# Listing:
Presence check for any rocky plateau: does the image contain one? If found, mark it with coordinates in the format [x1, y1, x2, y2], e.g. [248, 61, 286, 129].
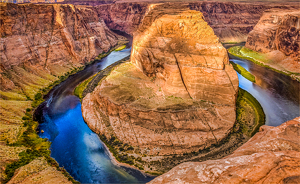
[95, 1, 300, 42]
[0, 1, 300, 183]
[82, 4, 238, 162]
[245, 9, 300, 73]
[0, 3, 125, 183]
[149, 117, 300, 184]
==
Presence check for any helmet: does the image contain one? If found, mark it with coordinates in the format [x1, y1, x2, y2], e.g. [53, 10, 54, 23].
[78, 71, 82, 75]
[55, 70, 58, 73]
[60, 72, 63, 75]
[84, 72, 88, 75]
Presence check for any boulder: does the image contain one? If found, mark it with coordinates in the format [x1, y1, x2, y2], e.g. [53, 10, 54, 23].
--
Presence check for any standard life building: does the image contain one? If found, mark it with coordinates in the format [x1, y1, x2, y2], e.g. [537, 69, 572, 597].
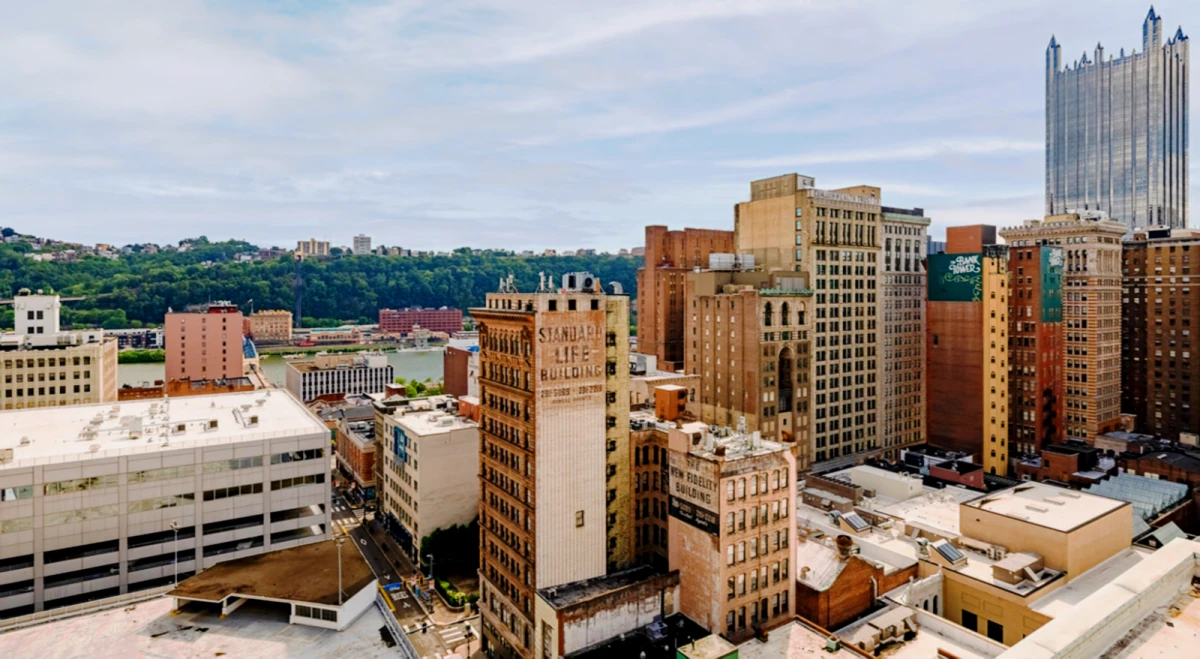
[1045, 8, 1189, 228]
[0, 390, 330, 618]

# To be done:
Render the records above as a numbered list, running from the line that contains "Presence check for any rocky" up to and including the line that contains "[149, 117, 300, 184]". Omit blank lines and leave the pictures out.

# Correct answer:
1. Presence check for any rocky plateau: does the image contain one? If found, mark it with coordinates in the format [x1, y1, x2, y2], e.g. [248, 61, 286, 129].
2. [95, 1, 300, 42]
3. [0, 1, 300, 183]
4. [82, 4, 238, 162]
5. [245, 9, 300, 73]
6. [0, 3, 125, 183]
7. [149, 117, 300, 184]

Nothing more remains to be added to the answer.